Im Vorfeld der Bundestagswahl wendeten sich zahlreiche Verbände, Gewerkschaften und andere Organisationen mit Forderungen nach einer grundlegenden Änderung der Digitalpolitik an die Öffentlichkeit. Sie alle eint die Überzeugung, dass die bisherige Gestaltung der Digitalisierung in vielen Bereichen unzureichend ist. Dies betrifft Fragen der Verwaltungsdigitalisierung, der Industrie- und der Energiepolitik oder den Gesundheitssektor. Auch der Kulturbereich wurde in den Blick genommen. Bereits im Juni dieses Jahres veröffentlichte der Deutsche Städtetag das Diskussionspapier „Digitale Transformation in der Kultur – Herausforderung für die kommunale Kulturpolitik“.

### Datenteil

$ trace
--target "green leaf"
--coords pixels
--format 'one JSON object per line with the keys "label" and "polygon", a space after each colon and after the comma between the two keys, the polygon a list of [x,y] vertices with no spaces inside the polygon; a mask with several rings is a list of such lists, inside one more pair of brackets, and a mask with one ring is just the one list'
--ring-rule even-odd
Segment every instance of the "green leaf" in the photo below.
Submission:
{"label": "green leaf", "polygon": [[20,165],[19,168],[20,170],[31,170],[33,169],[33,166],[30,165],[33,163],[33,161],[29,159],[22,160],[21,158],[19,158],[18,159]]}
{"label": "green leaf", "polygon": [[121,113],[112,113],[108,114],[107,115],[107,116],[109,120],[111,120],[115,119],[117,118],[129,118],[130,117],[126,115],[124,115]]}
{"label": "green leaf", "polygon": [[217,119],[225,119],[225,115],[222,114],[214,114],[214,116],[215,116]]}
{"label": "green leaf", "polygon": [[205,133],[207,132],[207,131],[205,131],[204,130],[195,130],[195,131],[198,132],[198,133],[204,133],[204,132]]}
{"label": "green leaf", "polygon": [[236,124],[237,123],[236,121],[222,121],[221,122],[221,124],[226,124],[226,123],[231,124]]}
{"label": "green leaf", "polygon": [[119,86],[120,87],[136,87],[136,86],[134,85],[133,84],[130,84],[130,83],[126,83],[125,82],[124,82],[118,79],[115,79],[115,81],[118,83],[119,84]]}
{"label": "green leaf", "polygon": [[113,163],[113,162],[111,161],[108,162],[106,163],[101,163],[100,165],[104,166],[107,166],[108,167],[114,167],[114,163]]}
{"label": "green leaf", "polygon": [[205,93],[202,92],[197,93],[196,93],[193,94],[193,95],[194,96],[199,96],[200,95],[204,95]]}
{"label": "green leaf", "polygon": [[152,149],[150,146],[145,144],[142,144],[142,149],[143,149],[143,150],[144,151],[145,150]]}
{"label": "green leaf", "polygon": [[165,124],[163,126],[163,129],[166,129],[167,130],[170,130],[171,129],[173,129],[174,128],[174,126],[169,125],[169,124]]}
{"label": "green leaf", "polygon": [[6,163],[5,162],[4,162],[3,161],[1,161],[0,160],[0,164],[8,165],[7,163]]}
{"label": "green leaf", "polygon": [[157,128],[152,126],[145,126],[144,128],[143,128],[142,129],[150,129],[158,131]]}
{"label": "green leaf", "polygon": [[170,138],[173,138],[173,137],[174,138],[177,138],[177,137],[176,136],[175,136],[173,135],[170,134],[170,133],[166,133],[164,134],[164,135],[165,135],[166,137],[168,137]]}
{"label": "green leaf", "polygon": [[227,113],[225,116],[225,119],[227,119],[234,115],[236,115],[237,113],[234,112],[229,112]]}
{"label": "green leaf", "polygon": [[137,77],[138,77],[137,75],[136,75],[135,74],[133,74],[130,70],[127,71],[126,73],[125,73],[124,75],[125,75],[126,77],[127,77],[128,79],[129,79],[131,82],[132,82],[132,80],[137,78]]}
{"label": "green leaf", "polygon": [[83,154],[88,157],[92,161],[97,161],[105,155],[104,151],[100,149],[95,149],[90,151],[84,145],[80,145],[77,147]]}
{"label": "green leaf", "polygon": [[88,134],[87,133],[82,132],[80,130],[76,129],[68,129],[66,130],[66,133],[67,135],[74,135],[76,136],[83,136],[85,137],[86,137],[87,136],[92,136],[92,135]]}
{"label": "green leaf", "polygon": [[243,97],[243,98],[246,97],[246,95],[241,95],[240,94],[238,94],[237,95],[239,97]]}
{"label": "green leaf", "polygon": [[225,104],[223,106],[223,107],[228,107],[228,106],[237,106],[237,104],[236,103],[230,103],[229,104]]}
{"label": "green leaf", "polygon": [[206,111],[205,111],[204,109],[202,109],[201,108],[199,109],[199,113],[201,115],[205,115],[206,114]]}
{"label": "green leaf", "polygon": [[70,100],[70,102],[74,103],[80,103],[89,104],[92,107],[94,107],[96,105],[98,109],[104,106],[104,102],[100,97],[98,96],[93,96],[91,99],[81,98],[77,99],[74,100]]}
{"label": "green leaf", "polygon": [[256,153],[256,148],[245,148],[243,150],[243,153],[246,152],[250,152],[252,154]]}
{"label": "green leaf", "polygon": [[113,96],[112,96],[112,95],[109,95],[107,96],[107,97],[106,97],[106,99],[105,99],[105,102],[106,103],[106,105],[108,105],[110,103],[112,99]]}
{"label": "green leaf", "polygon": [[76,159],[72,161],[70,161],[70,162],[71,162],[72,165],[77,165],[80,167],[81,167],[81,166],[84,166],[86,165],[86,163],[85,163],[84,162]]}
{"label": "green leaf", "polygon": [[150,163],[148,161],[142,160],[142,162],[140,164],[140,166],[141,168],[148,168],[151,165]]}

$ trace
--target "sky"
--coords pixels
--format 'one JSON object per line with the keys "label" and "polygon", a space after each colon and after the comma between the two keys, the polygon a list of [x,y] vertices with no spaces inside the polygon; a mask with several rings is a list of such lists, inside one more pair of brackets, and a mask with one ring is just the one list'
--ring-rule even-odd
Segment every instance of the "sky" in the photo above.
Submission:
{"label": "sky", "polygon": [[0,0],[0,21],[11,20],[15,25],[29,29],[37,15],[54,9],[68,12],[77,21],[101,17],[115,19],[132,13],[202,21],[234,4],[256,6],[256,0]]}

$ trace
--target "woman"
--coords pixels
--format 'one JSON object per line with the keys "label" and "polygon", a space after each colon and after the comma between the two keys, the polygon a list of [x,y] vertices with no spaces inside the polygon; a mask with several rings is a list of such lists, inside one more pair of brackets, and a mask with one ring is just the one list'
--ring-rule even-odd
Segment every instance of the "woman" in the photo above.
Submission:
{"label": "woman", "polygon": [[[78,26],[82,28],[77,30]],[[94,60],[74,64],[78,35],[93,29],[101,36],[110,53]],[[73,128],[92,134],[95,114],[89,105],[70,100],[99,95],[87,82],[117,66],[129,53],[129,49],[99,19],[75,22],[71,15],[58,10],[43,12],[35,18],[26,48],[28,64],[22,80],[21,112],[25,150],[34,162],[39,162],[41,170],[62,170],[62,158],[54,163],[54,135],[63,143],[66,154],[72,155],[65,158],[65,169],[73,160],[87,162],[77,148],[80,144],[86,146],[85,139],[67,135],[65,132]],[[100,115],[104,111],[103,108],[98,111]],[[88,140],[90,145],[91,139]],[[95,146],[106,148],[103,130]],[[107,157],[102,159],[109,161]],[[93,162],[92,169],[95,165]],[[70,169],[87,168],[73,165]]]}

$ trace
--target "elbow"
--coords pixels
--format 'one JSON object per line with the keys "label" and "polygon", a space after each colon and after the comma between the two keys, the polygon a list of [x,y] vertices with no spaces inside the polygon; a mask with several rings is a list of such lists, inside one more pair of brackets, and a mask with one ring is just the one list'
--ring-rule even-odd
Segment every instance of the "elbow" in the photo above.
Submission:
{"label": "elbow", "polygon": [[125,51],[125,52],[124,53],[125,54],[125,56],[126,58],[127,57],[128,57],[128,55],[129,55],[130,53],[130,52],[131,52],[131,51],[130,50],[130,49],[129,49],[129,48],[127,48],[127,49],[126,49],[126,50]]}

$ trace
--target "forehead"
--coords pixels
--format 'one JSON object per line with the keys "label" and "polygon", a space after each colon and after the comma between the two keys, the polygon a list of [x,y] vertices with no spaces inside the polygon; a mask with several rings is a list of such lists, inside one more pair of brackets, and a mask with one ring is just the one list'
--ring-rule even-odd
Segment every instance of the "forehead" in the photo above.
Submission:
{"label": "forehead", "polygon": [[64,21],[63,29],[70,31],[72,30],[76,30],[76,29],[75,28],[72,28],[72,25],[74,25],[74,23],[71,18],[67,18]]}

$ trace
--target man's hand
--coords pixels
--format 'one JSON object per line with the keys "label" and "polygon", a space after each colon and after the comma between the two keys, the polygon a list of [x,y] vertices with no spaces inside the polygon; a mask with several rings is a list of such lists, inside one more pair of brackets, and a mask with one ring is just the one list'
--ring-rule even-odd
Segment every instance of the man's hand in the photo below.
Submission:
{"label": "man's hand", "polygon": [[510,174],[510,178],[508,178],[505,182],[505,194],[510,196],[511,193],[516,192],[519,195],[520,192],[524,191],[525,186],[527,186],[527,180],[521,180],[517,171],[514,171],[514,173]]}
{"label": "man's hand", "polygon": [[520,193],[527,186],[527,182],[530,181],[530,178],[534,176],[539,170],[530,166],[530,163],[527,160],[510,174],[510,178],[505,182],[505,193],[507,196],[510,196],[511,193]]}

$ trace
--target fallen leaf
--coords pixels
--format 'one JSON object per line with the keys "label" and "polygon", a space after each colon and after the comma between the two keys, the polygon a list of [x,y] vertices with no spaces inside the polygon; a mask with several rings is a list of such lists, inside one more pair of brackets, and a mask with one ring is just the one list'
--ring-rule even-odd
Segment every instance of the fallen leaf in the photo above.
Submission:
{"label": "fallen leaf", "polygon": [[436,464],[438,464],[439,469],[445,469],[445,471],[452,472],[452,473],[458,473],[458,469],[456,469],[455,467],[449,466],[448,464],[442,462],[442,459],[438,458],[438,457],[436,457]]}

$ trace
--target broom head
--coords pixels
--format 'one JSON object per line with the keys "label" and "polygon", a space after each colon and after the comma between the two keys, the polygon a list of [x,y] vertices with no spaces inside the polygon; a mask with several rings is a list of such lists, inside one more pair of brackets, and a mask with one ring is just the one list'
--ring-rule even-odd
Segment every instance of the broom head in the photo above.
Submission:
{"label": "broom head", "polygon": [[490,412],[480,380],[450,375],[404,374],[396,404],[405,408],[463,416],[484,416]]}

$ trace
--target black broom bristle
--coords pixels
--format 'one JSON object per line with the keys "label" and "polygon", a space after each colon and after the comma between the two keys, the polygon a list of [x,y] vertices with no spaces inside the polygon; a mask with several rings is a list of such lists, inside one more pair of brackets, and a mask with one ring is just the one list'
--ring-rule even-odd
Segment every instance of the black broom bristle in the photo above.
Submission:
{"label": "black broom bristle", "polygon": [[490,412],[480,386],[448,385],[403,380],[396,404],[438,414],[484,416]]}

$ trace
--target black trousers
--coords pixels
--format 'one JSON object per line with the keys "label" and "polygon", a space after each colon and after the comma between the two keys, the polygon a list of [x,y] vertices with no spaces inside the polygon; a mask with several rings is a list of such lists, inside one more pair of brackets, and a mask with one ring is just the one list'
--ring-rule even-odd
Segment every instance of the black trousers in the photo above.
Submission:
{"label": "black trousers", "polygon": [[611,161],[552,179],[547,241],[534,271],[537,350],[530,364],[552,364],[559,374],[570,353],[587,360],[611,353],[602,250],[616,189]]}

### Zu bearbeiten
- 1) Welches Diskussionspapier veröffentlichte der Deutsche Städtetag laut dem Auszug zur Digitalpolitik im Juni?
- 2) Bitte schreib den Auszug zur Digitalpolitik nach seinem letzten Satz weiter.
Die Datensätze haben eine andere Herkunft als der Text.

### Antworten im Einzelnen
- 1) „Digitale Transformation in der Kultur – Herausforderung für die kommunale Kulturpolitik“

- 2)
Als Reaktion auf den beschleunigten digitalen Wandel vieler Kultureinrichtungen im Zuge der Corona-Pandemie hält der Städtetag Änderungen der kommunalen Kulturpolitik für nötig und macht drei konkrete Vorschläge. Zum einen soll Digitalisierung von Kultureinrichtungen künftig gezielt für mehr Reichweite ihrer Angebote und die Gewinnung neuer Zielgruppen genutzt werden. Zum anderen setzt sich der Städtetag dafür ein, dass ein „Datenraum Kultur“ als offene Plattform entsteht. Und schließlich sollen Kultureinrichtungen Digitalstrategien entwickeln. Diese Digitalstrategien sollen sich nach Ansicht des Städtetags auch damit beschäftigen, welche Rolle Kunst und Kultur bei einer kritischen Auseinandersetzung mit den Folgen der Digitalisierung einnehmen. Besonders im Fokus ist dabei die Frage, wie große privatwirtschaftliche Digitalkonzerne auf Kunst und Kultur einwirken und diese beeinflussen.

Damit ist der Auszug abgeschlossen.